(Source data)
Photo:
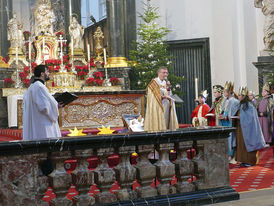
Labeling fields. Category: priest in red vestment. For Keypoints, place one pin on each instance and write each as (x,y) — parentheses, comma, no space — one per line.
(198,115)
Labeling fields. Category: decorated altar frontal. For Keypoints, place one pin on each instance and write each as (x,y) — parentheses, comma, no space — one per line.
(102,85)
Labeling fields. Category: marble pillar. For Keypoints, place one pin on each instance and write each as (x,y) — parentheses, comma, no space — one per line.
(116,27)
(4,43)
(130,25)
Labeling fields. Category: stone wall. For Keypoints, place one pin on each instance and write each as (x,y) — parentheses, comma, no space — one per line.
(27,168)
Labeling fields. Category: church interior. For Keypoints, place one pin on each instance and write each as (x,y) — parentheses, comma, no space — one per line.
(106,53)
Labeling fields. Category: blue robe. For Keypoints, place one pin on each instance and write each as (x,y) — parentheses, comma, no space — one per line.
(251,129)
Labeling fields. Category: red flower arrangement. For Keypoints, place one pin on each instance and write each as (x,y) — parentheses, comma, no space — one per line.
(98,75)
(99,82)
(114,81)
(90,81)
(59,33)
(23,76)
(6,59)
(82,71)
(26,35)
(8,82)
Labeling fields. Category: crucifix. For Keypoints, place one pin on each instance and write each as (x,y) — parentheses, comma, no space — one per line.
(61,40)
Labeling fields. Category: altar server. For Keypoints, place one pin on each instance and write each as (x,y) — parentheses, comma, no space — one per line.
(40,109)
(216,107)
(198,115)
(229,109)
(249,135)
(160,108)
(264,107)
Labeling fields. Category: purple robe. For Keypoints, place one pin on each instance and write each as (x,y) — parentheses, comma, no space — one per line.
(262,107)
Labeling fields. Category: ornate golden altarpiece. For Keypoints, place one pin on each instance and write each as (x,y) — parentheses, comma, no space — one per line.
(94,109)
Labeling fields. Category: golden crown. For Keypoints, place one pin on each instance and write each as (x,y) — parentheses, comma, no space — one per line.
(229,86)
(266,87)
(204,93)
(218,88)
(243,91)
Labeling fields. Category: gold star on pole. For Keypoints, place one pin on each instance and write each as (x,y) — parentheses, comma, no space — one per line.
(76,132)
(105,130)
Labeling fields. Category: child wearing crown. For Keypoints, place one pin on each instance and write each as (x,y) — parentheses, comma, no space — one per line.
(216,107)
(198,115)
(229,109)
(249,135)
(264,108)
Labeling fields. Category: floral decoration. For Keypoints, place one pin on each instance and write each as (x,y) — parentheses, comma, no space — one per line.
(8,82)
(114,81)
(59,33)
(90,81)
(82,71)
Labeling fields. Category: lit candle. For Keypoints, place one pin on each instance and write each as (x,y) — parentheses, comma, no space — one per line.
(44,49)
(105,56)
(196,88)
(29,51)
(16,55)
(72,52)
(88,53)
(70,10)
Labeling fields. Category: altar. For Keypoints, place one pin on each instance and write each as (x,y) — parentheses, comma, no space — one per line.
(100,81)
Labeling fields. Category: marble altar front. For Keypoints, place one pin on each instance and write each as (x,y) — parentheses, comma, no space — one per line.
(94,109)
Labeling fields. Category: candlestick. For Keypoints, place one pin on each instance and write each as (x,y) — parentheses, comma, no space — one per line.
(72,52)
(70,11)
(16,55)
(88,53)
(30,52)
(105,56)
(44,50)
(196,88)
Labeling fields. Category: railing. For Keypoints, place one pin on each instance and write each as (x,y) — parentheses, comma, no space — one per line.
(28,168)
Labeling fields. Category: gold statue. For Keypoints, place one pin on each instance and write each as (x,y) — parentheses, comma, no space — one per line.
(98,45)
(45,18)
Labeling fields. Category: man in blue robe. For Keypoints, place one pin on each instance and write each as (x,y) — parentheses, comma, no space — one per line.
(229,109)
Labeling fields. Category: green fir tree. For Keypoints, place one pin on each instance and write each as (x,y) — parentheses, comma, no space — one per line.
(151,51)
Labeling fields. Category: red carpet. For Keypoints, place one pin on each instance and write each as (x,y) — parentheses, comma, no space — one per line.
(256,177)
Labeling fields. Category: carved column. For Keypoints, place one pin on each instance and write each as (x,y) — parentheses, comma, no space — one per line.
(125,174)
(104,177)
(199,165)
(60,180)
(116,26)
(145,172)
(184,168)
(82,178)
(165,170)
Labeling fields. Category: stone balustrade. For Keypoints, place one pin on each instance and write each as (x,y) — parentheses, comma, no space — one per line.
(29,168)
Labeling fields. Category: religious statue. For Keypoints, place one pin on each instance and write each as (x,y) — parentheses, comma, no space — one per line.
(45,18)
(268,10)
(15,32)
(98,34)
(76,32)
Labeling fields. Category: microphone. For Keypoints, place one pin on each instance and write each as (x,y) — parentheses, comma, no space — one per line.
(82,86)
(168,85)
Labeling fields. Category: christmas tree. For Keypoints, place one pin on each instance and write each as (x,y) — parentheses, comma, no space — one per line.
(150,51)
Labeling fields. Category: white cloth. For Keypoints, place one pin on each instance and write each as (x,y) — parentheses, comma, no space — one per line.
(40,113)
(12,109)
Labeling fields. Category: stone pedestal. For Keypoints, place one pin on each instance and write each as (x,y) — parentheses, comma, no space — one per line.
(265,64)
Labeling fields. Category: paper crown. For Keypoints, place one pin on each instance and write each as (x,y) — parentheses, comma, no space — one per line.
(218,88)
(243,91)
(266,87)
(229,86)
(204,94)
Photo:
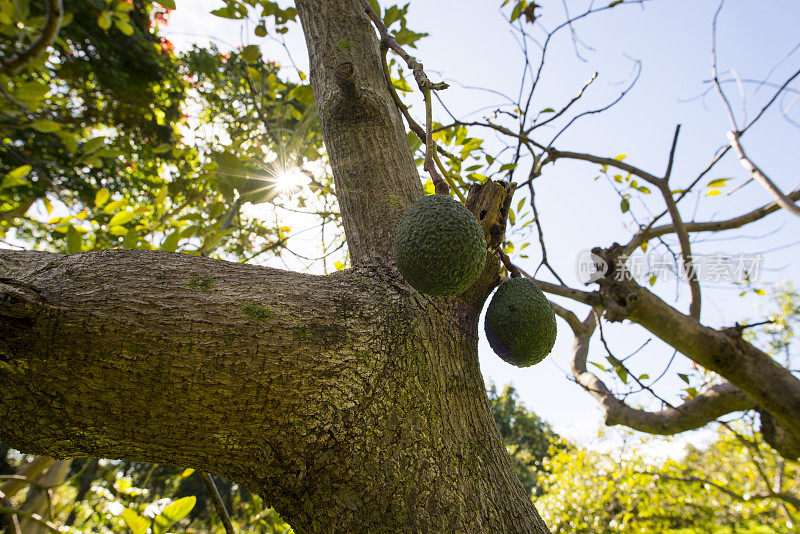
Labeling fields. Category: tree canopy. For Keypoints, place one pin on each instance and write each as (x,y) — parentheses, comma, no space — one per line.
(350,400)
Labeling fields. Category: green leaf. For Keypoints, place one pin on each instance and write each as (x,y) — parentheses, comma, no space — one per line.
(74,241)
(101,197)
(117,230)
(172,514)
(16,177)
(251,53)
(135,522)
(104,20)
(93,144)
(121,218)
(45,126)
(517,11)
(131,239)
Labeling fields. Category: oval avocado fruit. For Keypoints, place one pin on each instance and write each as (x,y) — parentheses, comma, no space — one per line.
(439,247)
(520,323)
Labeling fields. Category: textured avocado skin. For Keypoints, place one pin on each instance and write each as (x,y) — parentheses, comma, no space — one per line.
(520,323)
(439,247)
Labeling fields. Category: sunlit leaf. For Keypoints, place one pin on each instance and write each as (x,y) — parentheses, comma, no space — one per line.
(16,177)
(101,197)
(122,217)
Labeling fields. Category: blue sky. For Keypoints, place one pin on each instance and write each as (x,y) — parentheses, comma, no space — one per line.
(470,44)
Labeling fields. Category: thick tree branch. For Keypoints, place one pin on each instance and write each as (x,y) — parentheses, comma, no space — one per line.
(373,169)
(330,396)
(55,14)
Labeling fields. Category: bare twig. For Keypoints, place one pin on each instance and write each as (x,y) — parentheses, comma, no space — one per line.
(646,234)
(55,15)
(780,198)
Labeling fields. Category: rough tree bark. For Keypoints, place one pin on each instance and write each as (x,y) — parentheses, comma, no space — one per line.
(350,401)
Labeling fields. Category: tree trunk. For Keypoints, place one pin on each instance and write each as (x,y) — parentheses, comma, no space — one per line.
(350,402)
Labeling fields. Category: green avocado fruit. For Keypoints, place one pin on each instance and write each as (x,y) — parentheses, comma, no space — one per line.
(520,323)
(439,246)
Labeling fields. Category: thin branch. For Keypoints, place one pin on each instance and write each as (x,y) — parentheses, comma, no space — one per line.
(780,198)
(55,15)
(554,154)
(668,173)
(638,67)
(686,249)
(714,74)
(565,108)
(647,234)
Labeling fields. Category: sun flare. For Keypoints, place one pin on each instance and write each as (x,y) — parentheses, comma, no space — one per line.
(289,179)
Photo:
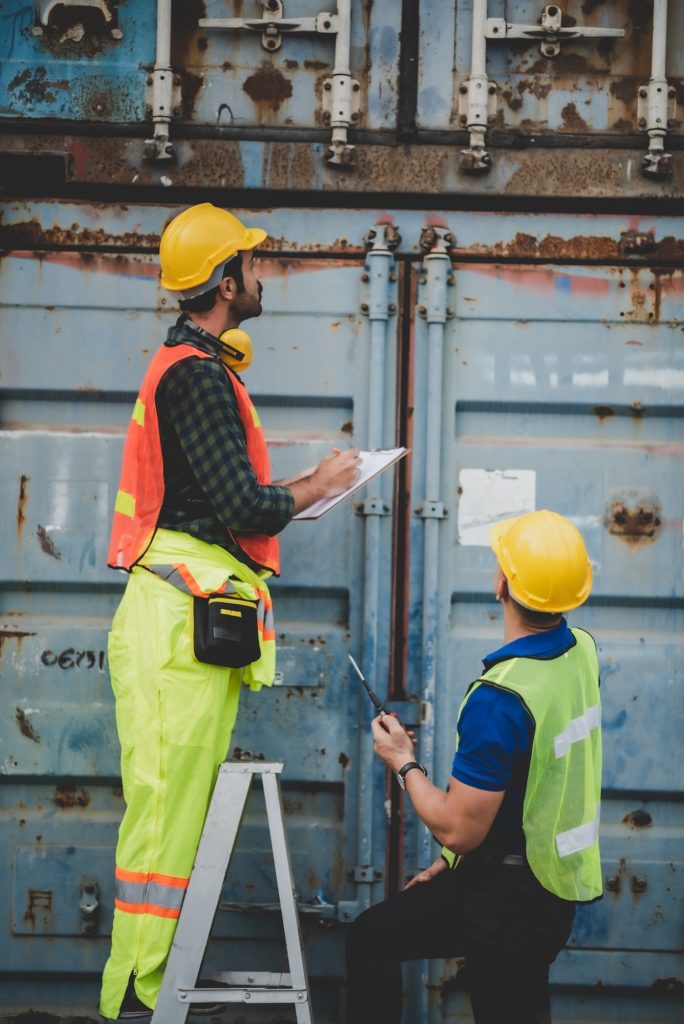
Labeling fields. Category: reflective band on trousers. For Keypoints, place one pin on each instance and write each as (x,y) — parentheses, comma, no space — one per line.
(161,895)
(576,730)
(180,577)
(578,839)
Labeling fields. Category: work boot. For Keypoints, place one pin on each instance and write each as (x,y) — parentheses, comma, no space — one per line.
(131,1007)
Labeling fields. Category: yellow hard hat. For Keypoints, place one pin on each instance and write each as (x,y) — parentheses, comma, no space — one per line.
(545,560)
(197,244)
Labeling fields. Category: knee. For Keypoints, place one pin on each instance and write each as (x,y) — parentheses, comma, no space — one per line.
(367,932)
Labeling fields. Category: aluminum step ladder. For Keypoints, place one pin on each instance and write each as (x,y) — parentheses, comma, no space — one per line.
(218,839)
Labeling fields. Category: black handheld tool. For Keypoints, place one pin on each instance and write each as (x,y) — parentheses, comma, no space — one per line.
(373,695)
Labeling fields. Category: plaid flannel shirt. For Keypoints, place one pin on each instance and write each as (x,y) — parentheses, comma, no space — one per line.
(211,487)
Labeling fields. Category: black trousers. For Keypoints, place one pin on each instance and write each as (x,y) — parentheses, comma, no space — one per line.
(499,918)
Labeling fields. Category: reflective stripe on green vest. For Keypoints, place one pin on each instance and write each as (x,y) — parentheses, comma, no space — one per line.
(560,813)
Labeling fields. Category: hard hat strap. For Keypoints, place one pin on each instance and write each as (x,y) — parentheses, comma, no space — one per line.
(213,282)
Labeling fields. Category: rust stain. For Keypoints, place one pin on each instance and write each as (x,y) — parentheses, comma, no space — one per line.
(540,87)
(572,120)
(625,88)
(17,635)
(567,64)
(22,504)
(39,906)
(26,727)
(638,524)
(33,233)
(268,87)
(669,985)
(77,31)
(71,796)
(36,88)
(47,544)
(190,85)
(638,819)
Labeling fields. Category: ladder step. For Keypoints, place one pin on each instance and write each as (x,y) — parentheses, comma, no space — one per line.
(248,993)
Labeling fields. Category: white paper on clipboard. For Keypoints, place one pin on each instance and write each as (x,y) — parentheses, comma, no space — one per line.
(372,464)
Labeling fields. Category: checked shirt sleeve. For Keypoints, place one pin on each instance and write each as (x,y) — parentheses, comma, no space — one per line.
(204,412)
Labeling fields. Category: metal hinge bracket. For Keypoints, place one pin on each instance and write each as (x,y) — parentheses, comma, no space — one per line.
(271,25)
(341,102)
(373,506)
(550,31)
(431,510)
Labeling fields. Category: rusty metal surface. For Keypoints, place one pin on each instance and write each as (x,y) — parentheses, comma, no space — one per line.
(298,168)
(590,87)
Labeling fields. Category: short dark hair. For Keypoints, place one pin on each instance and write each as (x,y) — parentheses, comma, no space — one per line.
(205,303)
(532,617)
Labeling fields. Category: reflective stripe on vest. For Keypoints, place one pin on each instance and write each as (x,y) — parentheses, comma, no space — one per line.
(561,808)
(160,895)
(140,494)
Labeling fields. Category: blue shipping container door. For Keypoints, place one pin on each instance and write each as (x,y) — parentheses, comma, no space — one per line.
(560,386)
(80,326)
(528,361)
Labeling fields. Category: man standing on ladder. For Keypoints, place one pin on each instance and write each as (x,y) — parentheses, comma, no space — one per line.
(195,523)
(519,821)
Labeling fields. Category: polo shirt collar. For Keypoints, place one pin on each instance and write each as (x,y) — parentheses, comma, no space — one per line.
(545,645)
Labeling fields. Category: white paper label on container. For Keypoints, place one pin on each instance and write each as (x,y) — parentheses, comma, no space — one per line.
(487,496)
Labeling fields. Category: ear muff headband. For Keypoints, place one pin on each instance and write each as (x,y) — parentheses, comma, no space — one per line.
(236,349)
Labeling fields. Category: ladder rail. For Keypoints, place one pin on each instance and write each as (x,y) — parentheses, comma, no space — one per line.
(178,990)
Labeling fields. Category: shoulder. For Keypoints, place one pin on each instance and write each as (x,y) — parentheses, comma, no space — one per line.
(493,711)
(195,373)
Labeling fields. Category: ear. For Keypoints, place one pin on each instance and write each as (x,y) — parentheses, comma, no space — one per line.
(227,289)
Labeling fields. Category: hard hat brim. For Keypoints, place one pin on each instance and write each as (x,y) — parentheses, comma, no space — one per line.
(253,238)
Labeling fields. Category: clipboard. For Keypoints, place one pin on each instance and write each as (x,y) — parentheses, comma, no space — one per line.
(373,463)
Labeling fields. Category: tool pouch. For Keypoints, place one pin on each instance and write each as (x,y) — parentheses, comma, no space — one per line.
(225,631)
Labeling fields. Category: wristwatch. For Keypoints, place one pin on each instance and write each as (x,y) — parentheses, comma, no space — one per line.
(400,775)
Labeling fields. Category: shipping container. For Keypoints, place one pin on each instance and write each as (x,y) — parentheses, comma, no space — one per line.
(475,249)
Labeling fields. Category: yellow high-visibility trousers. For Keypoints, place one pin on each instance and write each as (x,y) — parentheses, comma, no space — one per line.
(174,718)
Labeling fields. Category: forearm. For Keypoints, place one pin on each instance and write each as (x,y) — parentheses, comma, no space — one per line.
(432,806)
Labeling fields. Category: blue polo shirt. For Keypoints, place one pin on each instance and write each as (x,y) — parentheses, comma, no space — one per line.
(496,734)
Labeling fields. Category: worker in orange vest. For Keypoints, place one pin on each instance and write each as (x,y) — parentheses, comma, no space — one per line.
(195,524)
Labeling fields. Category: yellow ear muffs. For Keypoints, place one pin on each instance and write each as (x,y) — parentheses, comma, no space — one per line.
(236,349)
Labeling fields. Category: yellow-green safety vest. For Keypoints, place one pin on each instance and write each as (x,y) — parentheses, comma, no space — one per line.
(561,807)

Work instructions:
Copy exactly the lines of the listing above, beginning at the line with "Labeling fields. Category: ear." and ending at its final line; write out nothing else.

Answer for this exercise:
Labeling fields. Category: ear. For Keypoints, place one pin on each instance and write each as (x,y) — parentheses, comma, no space — one per line.
(227,289)
Labeling fields. Category: hard hat brim. For Keypoints, place one pin on each instance and write each as (x,y) — parentheses, comma, no space — one per line.
(253,238)
Labeling fields. Category: clipboard. For Keypoints, place one pin on each instance and write each as (x,y) — parentheses, comma, no space — one per line.
(373,463)
Labeling fields. Category: tool pouch. For Keypoints, place one pin on each instance and write each as (x,y) — parentheses, comma, no space — one per line.
(225,631)
Labeling fields. Category: wristwatch. For Keypoints, place one pin on each instance and write each as (x,y) — parentheses, comma, no space — one per line.
(400,775)
Labeling fields. Category: shipping container. For Keypoints, place one pin on each instance and write each as (x,y) — parentheses, comma, no space — one per line.
(475,249)
Labeling fields. Category: yellow high-visibility trousers. For Keypoints, place one pin on each instance and write each as (x,y) — parentheses, comma, no space — one per line.
(174,718)
Labeling fields. Category: forearm. For Keypoints, place one pin on each instance and write each as (x,y) — parentheses, comma, no space — one per line.
(432,806)
Labeling fields. Category: blue polo shirt. For Keypoints, place one pin on each instance and write each as (x,y) — parentheses, comma, no space — one per line.
(496,734)
Labeling fields. Category: worker in orange vest. For Keypoints, place one pin on each instance and write each as (x,y) — parentheses, comma, no space — one per line.
(195,524)
Labeling fields. Category: yellow ear muffs. For Keypoints, place one pin on each instance and write each as (x,y) — parentheses, comma, no space — one per line.
(236,349)
Labeling fields. Category: yellow-green safety vest. For Keypoints, place one pin on each instance and write each as (x,y) — parentheses, comma, no space — one per line.
(561,807)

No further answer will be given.